Planting a multi-species mixture of cover crops -- rather than a cover crop monoculture -- between cash crops, provides increased agroecosystem services, or multifunctionality, according to researchers in Penn State's College of Agricultural Sciences.
That was the conclusion drawn from a two-year study of 18 cover-crop treatments, ranging in diversity from one to eight plant species. Cover crops were grown at the Penn State Russell E. Larson Agricultural Research Center preceding a corn crop. The researchers measured five benefits provided by cover crops - ecosystem services -- in each cover crop system to assess the relationship between species.
Those services included weed suppression and nitrogen retention during the cover-crop season, cover-crop aboveground biomass, inorganic nitrogen supply during the subsequent cash-crop season and subsequent corn yield.
The study was the first field-based test of the relationship between cover-crop species and multifunctionality -- the quality of cover crops to simultaneously provide multiple benefits -- noted research team member Jason Kaye, professor of soil biogeochemistry. Never before had this relationship been examined and analyzed in a crop rotation.
As continued research yields more precise information about optimal cover-crop seed mixtures and planting rates, Kaye predicted, farmers will deploy this strategy to enhance soil quality, control weed growth, manage critical nutrients such as nitrogen, improve crop yields and reduce nutrient runoff.
"This kind of ecological study identifying a positive relationship between biodiversity and ecosystem services suggests that higher plant diversity will increase services from agroecosystems, and that has immediate implications for management practices and policies for sustainable agriculture, including Chesapeake Bay water quality," Kaye said. "In a corn production system, simply increasing cover-crop species richness will have a small impact on agroecosystem services, but designing mixtures that maximize functional diversity may lead to agroecosystems with greater multifunctionality."
Cover-crop species grown in monocultures and in mixtures during the study included oats, canola, sunn hemp, soybean, barley, perennial ryegrass, forage radish, cereal rye, millet, sudangrass, red clover and hairy vetch.
The research, which is published in the September issue of the Journal of Applied Ecology, shows that designing cover-crop mixes will involve trade-offs to achieve desired levels of ecosystem services, explained lead researcher Denise Finney, now an assistant professor of biology at Ursinus College, in Collegeville, Pennsylvania. She conducted the Penn State study while pursuing her doctoral degree, advised by Kaye.
"For example, nitrogen cycling is an area where trade-offs can occur among services," she said. "In our research, we have found that cover-crop mixtures that excel at nitrogen retention can decrease soil nitrogen supply to cash crops and limit their yield. However, bi-cultures -- correctly formulated to combine legume and nonlegume species -- can both supply inorganic nitrogen and retain nitrogen."
Finney said the researchers aimed to address two critical questions related to cover crops and multifunctionality: Does including more species in a cover crop system lead to greater multifunctionality? And are there guiding principles for cover-crop mixture assembly that will lead to increases in net multifunctionality? Cross-disciplinary, follow-on studies planned and underway on Pennsylvania and New York farms, led by Kaye, are intended to build on the knowledge gained through this study.

_Required action_. From the article on cover-crop mixtures, list every ecosystem service that the researchers measured in each cover-crop system.

Stored data

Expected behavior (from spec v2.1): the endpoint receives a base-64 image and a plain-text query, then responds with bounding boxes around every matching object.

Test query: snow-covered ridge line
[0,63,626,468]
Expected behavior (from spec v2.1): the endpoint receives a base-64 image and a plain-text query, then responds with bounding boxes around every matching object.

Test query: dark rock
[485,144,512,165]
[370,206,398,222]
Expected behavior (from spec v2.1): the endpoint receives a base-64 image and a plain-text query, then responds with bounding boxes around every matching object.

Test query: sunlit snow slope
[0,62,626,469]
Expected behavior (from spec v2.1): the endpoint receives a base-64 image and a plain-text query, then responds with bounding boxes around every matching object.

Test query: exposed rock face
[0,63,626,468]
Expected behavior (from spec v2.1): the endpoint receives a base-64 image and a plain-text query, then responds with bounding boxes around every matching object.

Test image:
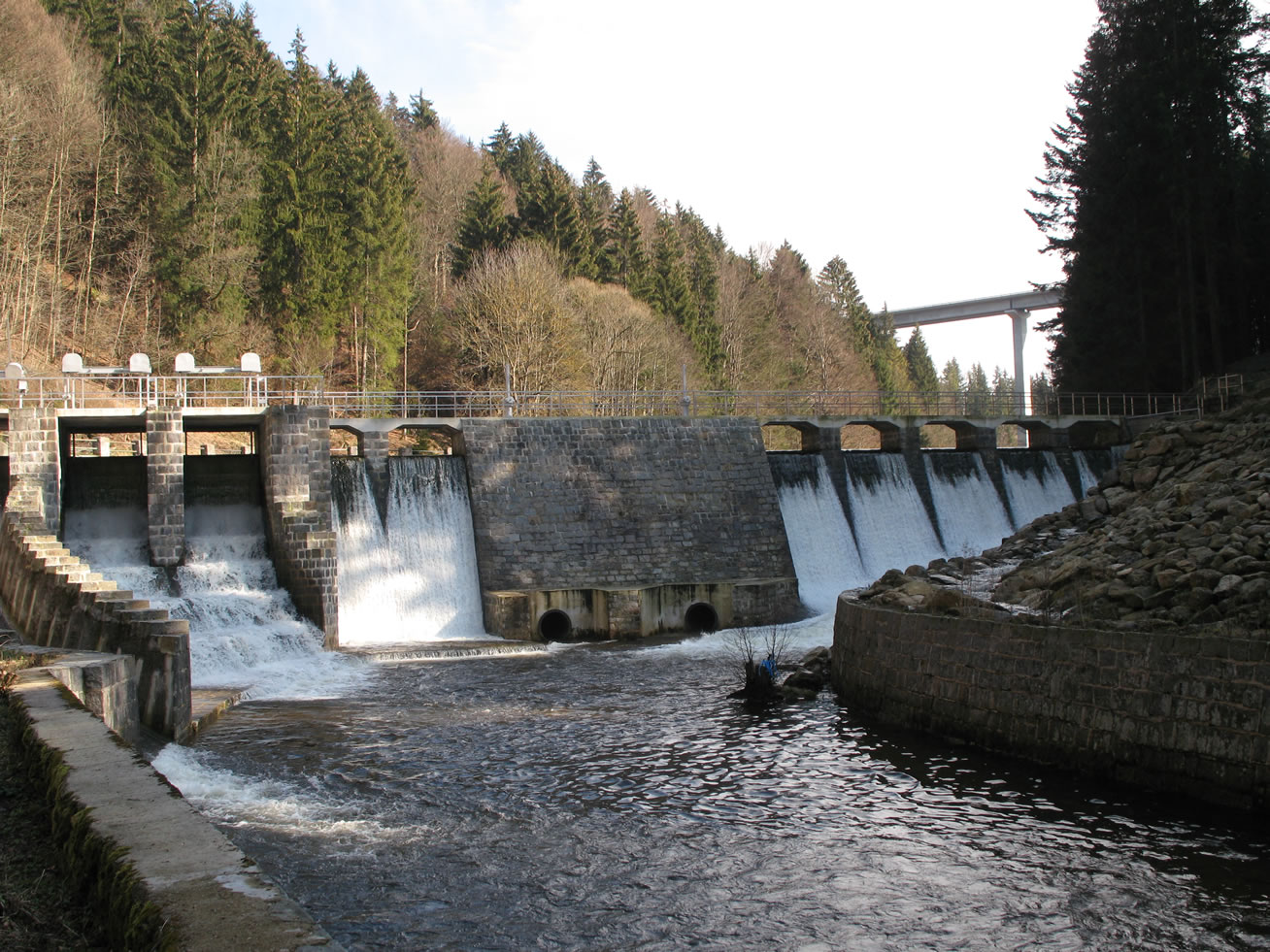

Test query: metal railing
[0,371,322,409]
[0,374,1242,420]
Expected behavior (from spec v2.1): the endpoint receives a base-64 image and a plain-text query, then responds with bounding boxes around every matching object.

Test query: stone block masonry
[9,407,62,535]
[832,597,1270,808]
[463,417,799,634]
[146,408,185,566]
[260,407,339,648]
[0,483,192,740]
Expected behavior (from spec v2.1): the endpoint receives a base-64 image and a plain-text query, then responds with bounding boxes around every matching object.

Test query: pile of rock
[985,408,1270,630]
[856,383,1270,631]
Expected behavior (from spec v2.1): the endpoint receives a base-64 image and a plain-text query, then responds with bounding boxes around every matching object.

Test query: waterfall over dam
[331,456,485,646]
[768,449,1115,611]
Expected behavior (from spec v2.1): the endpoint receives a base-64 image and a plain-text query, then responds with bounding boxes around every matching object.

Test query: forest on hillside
[0,0,1031,410]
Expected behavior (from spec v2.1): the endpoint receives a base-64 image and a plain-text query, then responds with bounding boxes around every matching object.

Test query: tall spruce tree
[1028,0,1270,390]
[450,168,516,278]
[260,30,350,374]
[904,326,940,393]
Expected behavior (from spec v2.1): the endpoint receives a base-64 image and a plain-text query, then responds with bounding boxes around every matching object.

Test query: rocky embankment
[858,391,1270,631]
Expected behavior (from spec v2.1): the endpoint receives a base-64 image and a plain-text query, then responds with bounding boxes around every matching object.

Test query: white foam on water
[779,457,866,613]
[65,506,366,700]
[1001,453,1076,528]
[919,450,1015,558]
[338,457,490,646]
[844,453,944,585]
[151,743,423,846]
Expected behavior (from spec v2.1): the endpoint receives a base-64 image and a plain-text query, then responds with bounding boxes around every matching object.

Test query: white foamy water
[779,457,866,611]
[1001,453,1076,529]
[924,450,1015,558]
[844,453,944,584]
[335,457,489,644]
[151,743,421,856]
[65,506,364,698]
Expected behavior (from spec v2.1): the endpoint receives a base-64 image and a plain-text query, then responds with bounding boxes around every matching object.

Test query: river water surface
[156,618,1270,951]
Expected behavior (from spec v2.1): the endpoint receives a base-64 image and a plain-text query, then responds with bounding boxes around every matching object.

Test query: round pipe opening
[539,608,573,641]
[684,602,719,634]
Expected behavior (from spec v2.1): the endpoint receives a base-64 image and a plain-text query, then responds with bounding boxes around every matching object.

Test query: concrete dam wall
[434,417,800,638]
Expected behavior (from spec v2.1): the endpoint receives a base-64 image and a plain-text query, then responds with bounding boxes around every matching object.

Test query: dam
[7,405,1114,737]
[9,396,1270,949]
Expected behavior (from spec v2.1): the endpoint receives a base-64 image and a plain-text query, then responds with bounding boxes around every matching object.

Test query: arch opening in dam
[539,608,573,641]
[684,602,719,635]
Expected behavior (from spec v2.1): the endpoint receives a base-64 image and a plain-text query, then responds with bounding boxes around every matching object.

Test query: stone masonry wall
[0,483,190,740]
[260,407,339,648]
[463,417,796,596]
[146,407,185,566]
[832,597,1270,807]
[9,407,62,535]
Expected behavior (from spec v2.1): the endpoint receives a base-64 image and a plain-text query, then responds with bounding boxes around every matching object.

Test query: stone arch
[1001,417,1065,449]
[684,602,719,634]
[1067,420,1128,449]
[537,608,573,641]
[762,420,820,453]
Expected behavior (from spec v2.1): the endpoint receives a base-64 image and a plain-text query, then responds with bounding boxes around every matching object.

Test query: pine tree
[606,189,652,301]
[260,30,350,374]
[339,70,410,388]
[904,327,940,393]
[578,156,618,283]
[451,168,513,278]
[517,161,595,278]
[1028,0,1270,390]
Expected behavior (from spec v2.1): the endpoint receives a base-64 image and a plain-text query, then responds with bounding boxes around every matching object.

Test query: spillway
[65,506,360,698]
[331,456,487,647]
[768,449,1118,611]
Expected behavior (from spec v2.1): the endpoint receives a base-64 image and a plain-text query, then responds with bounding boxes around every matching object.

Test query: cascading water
[780,454,865,613]
[65,506,362,698]
[924,449,1011,558]
[768,450,1115,611]
[331,456,487,646]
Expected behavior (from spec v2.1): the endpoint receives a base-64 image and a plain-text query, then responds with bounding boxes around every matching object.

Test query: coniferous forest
[0,0,1270,396]
[0,0,904,401]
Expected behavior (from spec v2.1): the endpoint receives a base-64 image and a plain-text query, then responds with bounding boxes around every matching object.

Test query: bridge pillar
[146,407,185,568]
[878,426,922,453]
[357,429,388,523]
[1027,426,1072,449]
[1009,308,1031,412]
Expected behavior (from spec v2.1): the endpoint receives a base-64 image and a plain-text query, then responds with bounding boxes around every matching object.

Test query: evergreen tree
[482,122,516,176]
[904,326,940,393]
[606,189,652,301]
[965,362,992,416]
[517,161,595,278]
[451,168,515,278]
[578,157,616,283]
[339,70,410,388]
[648,215,697,337]
[1030,0,1270,390]
[260,30,350,374]
[940,357,965,407]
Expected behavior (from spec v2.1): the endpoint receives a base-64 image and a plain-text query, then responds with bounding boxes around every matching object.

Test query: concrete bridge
[889,291,1063,399]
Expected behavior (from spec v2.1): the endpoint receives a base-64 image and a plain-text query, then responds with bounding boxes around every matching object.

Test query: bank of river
[156,619,1270,949]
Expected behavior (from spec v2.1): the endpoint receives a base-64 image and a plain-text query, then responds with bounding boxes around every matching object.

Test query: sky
[245,0,1097,388]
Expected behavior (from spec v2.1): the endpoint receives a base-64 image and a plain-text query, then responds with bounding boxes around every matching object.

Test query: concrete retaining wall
[0,669,339,952]
[832,597,1270,807]
[260,407,339,648]
[0,483,190,740]
[463,417,799,638]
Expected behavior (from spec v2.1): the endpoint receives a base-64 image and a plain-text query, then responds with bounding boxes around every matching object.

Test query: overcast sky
[252,0,1097,388]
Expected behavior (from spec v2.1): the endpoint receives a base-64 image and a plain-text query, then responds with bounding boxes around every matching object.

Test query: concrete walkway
[10,669,339,952]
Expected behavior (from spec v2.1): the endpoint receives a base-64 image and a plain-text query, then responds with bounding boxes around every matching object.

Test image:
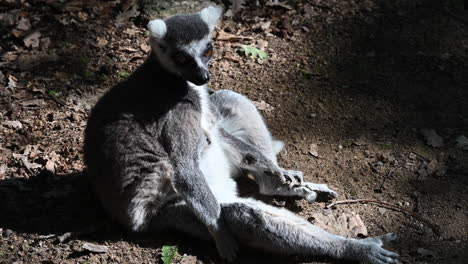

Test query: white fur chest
[189,83,237,202]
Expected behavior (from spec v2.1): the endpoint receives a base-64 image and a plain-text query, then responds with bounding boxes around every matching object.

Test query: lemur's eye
[203,48,213,57]
[174,52,187,63]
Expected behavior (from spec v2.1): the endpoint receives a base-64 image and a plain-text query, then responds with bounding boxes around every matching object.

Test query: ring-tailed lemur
[84,7,398,264]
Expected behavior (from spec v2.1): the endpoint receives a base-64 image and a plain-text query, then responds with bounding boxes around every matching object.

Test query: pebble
[2,229,13,237]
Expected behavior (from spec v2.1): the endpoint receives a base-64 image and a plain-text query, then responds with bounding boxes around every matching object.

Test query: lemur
[84,7,398,264]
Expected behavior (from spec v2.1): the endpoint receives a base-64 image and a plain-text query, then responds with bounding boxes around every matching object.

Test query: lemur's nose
[202,73,210,83]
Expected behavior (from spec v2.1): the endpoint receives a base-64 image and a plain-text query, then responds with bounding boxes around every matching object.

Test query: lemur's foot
[361,233,398,246]
[302,182,338,202]
[347,233,400,264]
[214,230,239,263]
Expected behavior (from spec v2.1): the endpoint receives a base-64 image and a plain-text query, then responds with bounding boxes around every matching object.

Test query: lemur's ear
[199,6,223,31]
[148,19,167,40]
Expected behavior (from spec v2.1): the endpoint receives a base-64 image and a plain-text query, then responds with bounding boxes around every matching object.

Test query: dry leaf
[14,52,59,70]
[421,129,444,148]
[119,46,138,52]
[229,0,245,14]
[81,243,109,253]
[45,151,60,172]
[23,31,41,48]
[256,39,268,50]
[13,153,42,172]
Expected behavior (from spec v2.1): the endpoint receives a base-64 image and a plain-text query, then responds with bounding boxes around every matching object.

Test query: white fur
[188,82,238,202]
[148,19,167,40]
[182,36,211,70]
[199,6,223,31]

_Result for this exercise_.
- Weed suppression during the cover-crop season
- Nitrogen retention during the cover-crop season
- Cover-crop aboveground biomass
- Inorganic nitrogen supply during the subsequent cash-crop season
- Subsequent corn yield